#### THE INPUT:

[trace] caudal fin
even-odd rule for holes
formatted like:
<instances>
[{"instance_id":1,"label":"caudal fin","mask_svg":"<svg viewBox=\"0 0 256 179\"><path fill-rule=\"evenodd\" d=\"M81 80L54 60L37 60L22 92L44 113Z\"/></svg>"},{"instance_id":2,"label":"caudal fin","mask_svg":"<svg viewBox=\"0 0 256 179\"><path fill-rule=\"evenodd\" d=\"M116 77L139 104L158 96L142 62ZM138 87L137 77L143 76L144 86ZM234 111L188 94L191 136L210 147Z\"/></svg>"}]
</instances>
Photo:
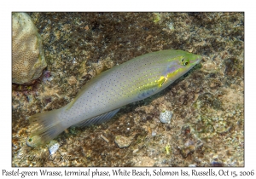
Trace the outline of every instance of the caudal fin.
<instances>
[{"instance_id":1,"label":"caudal fin","mask_svg":"<svg viewBox=\"0 0 256 179\"><path fill-rule=\"evenodd\" d=\"M58 118L59 110L37 113L29 117L31 135L26 145L36 147L56 137L65 129Z\"/></svg>"}]
</instances>

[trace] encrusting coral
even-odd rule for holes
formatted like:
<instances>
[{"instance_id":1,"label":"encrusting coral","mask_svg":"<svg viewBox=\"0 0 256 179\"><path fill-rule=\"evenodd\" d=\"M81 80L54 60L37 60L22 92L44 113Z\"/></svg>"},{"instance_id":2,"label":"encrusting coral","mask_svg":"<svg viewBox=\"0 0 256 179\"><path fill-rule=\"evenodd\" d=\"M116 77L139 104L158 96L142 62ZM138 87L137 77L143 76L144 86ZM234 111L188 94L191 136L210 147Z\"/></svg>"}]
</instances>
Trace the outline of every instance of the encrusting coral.
<instances>
[{"instance_id":1,"label":"encrusting coral","mask_svg":"<svg viewBox=\"0 0 256 179\"><path fill-rule=\"evenodd\" d=\"M26 13L14 13L12 22L12 82L30 83L47 66L41 36Z\"/></svg>"}]
</instances>

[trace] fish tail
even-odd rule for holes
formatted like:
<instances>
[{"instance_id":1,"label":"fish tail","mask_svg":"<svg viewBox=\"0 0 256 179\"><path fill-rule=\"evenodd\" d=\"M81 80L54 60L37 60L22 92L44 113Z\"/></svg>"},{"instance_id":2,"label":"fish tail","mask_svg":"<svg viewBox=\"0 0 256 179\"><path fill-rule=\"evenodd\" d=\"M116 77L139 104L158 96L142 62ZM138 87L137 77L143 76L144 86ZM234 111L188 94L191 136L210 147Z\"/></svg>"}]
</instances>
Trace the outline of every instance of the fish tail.
<instances>
[{"instance_id":1,"label":"fish tail","mask_svg":"<svg viewBox=\"0 0 256 179\"><path fill-rule=\"evenodd\" d=\"M59 134L65 128L58 118L59 110L37 113L29 118L31 135L26 140L26 145L36 147L44 144Z\"/></svg>"}]
</instances>

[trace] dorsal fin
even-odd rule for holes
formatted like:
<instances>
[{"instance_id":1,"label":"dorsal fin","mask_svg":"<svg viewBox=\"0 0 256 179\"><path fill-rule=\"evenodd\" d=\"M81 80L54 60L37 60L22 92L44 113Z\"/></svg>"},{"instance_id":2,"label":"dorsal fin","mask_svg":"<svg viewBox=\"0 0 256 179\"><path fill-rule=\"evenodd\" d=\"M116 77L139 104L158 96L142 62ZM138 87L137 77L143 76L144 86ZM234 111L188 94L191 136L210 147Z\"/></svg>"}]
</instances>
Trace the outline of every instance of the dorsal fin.
<instances>
[{"instance_id":1,"label":"dorsal fin","mask_svg":"<svg viewBox=\"0 0 256 179\"><path fill-rule=\"evenodd\" d=\"M99 116L93 117L91 118L87 118L85 120L83 120L83 121L74 124L73 126L85 127L85 126L88 126L88 125L104 123L104 122L108 121L108 119L110 119L116 113L118 113L119 110L119 108L110 111L110 112L108 112L108 113L103 113L103 114L99 115Z\"/></svg>"}]
</instances>

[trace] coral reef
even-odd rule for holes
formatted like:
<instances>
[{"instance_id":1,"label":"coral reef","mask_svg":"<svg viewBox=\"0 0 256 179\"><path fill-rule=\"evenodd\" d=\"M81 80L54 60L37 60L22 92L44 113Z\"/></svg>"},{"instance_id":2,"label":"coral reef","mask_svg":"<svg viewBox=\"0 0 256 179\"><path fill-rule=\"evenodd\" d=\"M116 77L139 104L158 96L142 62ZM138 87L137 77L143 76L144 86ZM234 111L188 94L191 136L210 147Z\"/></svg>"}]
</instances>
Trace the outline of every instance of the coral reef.
<instances>
[{"instance_id":1,"label":"coral reef","mask_svg":"<svg viewBox=\"0 0 256 179\"><path fill-rule=\"evenodd\" d=\"M47 66L41 36L26 13L12 14L12 82L30 83Z\"/></svg>"},{"instance_id":2,"label":"coral reef","mask_svg":"<svg viewBox=\"0 0 256 179\"><path fill-rule=\"evenodd\" d=\"M48 69L36 88L13 88L13 166L244 166L243 13L28 14L42 35ZM67 130L53 154L66 160L49 159L47 146L26 145L26 117L72 101L103 70L169 49L203 60L109 122ZM160 121L163 109L172 112L170 124ZM118 136L129 147L119 148Z\"/></svg>"}]
</instances>

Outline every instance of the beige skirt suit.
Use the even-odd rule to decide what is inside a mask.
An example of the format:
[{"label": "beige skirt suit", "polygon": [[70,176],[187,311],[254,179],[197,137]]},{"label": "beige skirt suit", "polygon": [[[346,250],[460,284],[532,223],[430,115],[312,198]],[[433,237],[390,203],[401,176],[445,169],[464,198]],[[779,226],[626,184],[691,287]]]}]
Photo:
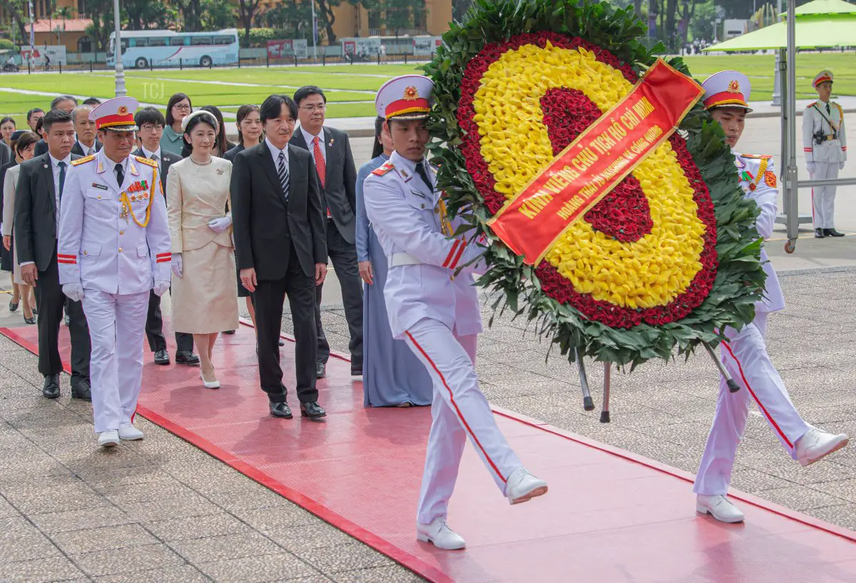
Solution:
[{"label": "beige skirt suit", "polygon": [[[15,218],[15,189],[18,187],[18,176],[21,175],[21,164],[16,164],[6,170],[3,184],[3,236],[15,235],[12,223]],[[18,265],[18,246],[12,244],[12,277],[15,283],[25,283],[21,277],[21,265]]]},{"label": "beige skirt suit", "polygon": [[[211,334],[238,327],[232,229],[215,233],[209,221],[227,215],[232,163],[212,158],[200,166],[186,158],[169,166],[167,215],[172,253],[181,253],[181,277],[172,275],[176,332]],[[230,214],[230,213],[229,213]]]}]

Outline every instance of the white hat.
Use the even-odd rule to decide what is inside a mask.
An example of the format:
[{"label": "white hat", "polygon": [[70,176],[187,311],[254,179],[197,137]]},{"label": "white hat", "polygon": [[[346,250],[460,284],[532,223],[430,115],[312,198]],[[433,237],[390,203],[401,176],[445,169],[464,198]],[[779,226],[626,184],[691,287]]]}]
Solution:
[{"label": "white hat", "polygon": [[752,95],[752,83],[740,71],[714,73],[701,86],[704,90],[703,103],[705,110],[715,107],[741,107],[746,111],[752,111],[748,103]]},{"label": "white hat", "polygon": [[425,75],[404,74],[390,79],[377,90],[375,110],[386,119],[425,119],[431,111],[434,81]]},{"label": "white hat", "polygon": [[134,112],[140,105],[134,98],[122,97],[108,99],[89,112],[89,121],[95,122],[96,129],[114,132],[135,132]]}]

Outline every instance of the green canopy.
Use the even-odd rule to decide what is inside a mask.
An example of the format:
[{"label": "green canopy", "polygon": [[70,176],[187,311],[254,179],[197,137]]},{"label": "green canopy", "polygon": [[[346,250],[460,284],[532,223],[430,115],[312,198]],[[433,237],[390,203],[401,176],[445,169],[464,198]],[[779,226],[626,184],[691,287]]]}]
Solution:
[{"label": "green canopy", "polygon": [[[811,4],[840,2],[841,0],[816,0]],[[856,7],[853,7],[856,8]],[[856,10],[853,14],[818,15],[797,16],[796,46],[798,48],[821,48],[830,46],[856,46]],[[761,49],[783,49],[788,46],[788,24],[776,22],[770,27],[743,34],[723,43],[709,46],[705,51],[758,51]]]}]

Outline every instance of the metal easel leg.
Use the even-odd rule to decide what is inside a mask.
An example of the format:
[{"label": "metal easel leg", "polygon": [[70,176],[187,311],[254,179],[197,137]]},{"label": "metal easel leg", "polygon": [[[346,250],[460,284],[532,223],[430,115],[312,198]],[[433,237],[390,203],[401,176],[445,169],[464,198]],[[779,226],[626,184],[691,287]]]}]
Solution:
[{"label": "metal easel leg", "polygon": [[591,401],[591,394],[588,390],[588,378],[586,377],[586,364],[580,355],[580,350],[574,348],[574,355],[577,360],[577,368],[580,369],[580,384],[583,388],[583,408],[586,411],[593,411],[594,402]]},{"label": "metal easel leg", "polygon": [[740,390],[740,385],[737,384],[737,382],[731,378],[730,374],[728,374],[728,371],[725,368],[725,365],[722,364],[722,360],[716,358],[716,353],[713,351],[710,345],[708,342],[704,342],[704,348],[707,348],[707,354],[710,355],[710,358],[713,359],[714,364],[716,365],[716,368],[719,370],[719,374],[722,375],[722,378],[725,379],[725,384],[728,385],[728,390],[732,393],[736,393]]},{"label": "metal easel leg", "polygon": [[600,422],[609,422],[609,384],[612,376],[612,365],[609,362],[603,363],[603,406],[600,411]]}]

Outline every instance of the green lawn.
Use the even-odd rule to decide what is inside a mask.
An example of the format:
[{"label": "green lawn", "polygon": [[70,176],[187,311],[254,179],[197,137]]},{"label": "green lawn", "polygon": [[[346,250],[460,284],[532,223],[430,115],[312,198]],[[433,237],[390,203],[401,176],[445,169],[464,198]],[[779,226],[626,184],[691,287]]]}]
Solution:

#### TASK GOAL:
Reproduce the records word for word, beginning with their first line and stopping after the line that contains "110L37 113L29 117L31". Leave the pictures out of your copy.

#### SOLUTION BELOW:
[trace] caudal fin
even-odd rule for holes
formatted like:
<instances>
[{"instance_id":1,"label":"caudal fin","mask_svg":"<svg viewBox=\"0 0 256 179\"><path fill-rule=\"evenodd\" d=\"M81 80L54 60L37 60L22 92L44 113Z\"/></svg>"},{"instance_id":2,"label":"caudal fin","mask_svg":"<svg viewBox=\"0 0 256 179\"><path fill-rule=\"evenodd\" d=\"M116 77L139 104L158 96L142 62ZM138 87L137 77L143 76L144 86ZM234 111L188 94L191 136L210 147Z\"/></svg>"}]
</instances>
Photo:
Trace the outline of every instance of the caudal fin.
<instances>
[{"instance_id":1,"label":"caudal fin","mask_svg":"<svg viewBox=\"0 0 256 179\"><path fill-rule=\"evenodd\" d=\"M58 118L59 110L37 113L29 117L31 135L26 145L36 147L56 137L65 129Z\"/></svg>"}]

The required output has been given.